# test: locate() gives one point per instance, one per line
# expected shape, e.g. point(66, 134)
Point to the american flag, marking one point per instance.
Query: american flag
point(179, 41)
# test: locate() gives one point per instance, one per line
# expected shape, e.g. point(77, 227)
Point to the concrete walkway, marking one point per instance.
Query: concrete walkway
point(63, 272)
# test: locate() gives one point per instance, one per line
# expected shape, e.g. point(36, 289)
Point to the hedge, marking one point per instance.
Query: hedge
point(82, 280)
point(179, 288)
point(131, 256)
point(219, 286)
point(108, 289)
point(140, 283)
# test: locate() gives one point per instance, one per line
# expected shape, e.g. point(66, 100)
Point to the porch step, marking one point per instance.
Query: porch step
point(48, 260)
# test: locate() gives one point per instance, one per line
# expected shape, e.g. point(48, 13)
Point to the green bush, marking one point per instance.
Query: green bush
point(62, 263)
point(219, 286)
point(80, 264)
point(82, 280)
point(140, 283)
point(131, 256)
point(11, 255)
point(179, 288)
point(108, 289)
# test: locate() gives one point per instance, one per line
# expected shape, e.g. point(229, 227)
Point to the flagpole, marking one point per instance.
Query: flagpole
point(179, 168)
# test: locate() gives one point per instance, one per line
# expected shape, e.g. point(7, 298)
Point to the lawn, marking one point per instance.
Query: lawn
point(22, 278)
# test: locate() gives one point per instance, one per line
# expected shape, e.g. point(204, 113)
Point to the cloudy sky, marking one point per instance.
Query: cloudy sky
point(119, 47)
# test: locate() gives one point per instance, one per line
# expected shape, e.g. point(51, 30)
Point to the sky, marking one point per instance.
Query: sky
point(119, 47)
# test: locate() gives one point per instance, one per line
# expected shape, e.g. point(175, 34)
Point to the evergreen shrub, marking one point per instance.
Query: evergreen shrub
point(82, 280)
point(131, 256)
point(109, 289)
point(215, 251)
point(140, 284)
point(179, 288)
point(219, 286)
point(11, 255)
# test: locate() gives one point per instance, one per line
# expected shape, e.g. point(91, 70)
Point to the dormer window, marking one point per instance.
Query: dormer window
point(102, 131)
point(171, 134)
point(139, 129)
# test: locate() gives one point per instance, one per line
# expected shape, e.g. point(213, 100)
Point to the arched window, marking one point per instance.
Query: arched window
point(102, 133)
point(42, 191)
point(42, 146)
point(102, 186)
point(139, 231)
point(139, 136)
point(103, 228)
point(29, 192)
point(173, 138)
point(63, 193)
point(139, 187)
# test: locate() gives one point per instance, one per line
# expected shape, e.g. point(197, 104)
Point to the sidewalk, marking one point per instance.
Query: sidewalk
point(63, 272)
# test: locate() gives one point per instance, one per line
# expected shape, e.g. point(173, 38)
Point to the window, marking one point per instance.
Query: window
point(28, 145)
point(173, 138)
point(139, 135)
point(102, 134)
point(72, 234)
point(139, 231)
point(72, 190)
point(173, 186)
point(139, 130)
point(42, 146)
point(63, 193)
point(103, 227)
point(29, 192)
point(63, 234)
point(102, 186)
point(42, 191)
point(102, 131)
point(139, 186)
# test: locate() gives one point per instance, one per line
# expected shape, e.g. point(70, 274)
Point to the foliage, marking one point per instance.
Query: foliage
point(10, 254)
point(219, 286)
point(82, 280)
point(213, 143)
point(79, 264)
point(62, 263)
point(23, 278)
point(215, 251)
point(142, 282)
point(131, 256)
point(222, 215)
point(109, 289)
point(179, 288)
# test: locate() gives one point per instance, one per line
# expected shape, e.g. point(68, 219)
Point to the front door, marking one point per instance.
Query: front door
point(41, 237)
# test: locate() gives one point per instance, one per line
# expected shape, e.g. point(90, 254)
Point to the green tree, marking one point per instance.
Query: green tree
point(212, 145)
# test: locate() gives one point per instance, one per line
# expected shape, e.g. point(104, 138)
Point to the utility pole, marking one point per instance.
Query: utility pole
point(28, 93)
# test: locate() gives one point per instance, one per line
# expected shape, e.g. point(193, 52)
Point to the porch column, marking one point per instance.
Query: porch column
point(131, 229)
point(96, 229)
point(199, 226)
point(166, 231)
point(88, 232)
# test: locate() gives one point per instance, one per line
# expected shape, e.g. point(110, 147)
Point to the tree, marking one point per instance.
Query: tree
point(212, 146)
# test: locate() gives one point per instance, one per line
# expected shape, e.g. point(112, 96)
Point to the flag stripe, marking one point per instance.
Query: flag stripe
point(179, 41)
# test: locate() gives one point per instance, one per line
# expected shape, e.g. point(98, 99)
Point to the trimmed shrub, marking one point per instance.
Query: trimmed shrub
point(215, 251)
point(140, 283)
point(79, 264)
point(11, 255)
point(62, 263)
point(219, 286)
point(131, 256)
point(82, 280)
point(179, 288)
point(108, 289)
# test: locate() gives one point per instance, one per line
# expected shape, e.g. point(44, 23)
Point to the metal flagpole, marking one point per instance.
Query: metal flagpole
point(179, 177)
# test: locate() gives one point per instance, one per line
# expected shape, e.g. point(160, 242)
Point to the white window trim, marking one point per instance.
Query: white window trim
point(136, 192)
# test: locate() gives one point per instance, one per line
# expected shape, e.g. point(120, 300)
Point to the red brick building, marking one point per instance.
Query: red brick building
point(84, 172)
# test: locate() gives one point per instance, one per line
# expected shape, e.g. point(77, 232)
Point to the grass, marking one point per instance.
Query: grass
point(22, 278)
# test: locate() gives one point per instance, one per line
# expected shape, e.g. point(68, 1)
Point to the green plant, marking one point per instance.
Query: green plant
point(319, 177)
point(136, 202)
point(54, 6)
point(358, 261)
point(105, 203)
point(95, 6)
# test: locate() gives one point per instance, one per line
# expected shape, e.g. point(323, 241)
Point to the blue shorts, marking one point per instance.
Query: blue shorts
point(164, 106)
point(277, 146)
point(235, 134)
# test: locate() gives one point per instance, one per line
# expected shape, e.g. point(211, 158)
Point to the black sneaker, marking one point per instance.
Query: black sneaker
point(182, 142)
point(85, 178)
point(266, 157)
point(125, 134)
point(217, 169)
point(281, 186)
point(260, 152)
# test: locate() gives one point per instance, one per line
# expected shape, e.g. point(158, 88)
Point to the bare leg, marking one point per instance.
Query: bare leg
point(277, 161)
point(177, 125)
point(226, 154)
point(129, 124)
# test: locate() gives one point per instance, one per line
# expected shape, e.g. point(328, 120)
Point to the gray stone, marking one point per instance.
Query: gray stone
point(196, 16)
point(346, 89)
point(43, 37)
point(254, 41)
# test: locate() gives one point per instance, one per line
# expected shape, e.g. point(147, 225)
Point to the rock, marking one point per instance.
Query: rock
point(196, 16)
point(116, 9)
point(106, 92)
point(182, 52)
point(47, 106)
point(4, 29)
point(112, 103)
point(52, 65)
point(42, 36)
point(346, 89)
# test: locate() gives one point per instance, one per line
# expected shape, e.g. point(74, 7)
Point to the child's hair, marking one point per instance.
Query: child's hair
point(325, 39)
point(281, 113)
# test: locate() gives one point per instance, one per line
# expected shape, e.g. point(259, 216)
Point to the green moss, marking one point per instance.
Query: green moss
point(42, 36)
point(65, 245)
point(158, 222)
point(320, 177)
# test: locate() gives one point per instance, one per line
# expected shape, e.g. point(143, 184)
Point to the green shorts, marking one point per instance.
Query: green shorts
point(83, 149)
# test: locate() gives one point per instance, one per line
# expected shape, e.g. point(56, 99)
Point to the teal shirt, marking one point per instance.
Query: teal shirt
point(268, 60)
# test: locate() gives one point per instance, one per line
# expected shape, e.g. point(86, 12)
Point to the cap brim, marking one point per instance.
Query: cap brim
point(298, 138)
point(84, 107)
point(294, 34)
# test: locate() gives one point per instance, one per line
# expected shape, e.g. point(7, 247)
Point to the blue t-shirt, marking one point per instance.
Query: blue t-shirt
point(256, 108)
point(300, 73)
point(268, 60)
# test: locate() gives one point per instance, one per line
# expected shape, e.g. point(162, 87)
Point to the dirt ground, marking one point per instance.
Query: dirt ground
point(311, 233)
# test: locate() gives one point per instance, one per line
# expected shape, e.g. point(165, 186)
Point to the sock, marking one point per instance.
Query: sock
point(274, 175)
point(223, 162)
- - - - -
### WHAT IS NEEDED
Identify every line in the data above that contains the word "porch", and copy each of those lines in full.

### EXERCISE ANSWER
Point to the porch step, marking one point per instance.
Query: porch step
Point to the porch column, marking one point per instance.
Query: porch column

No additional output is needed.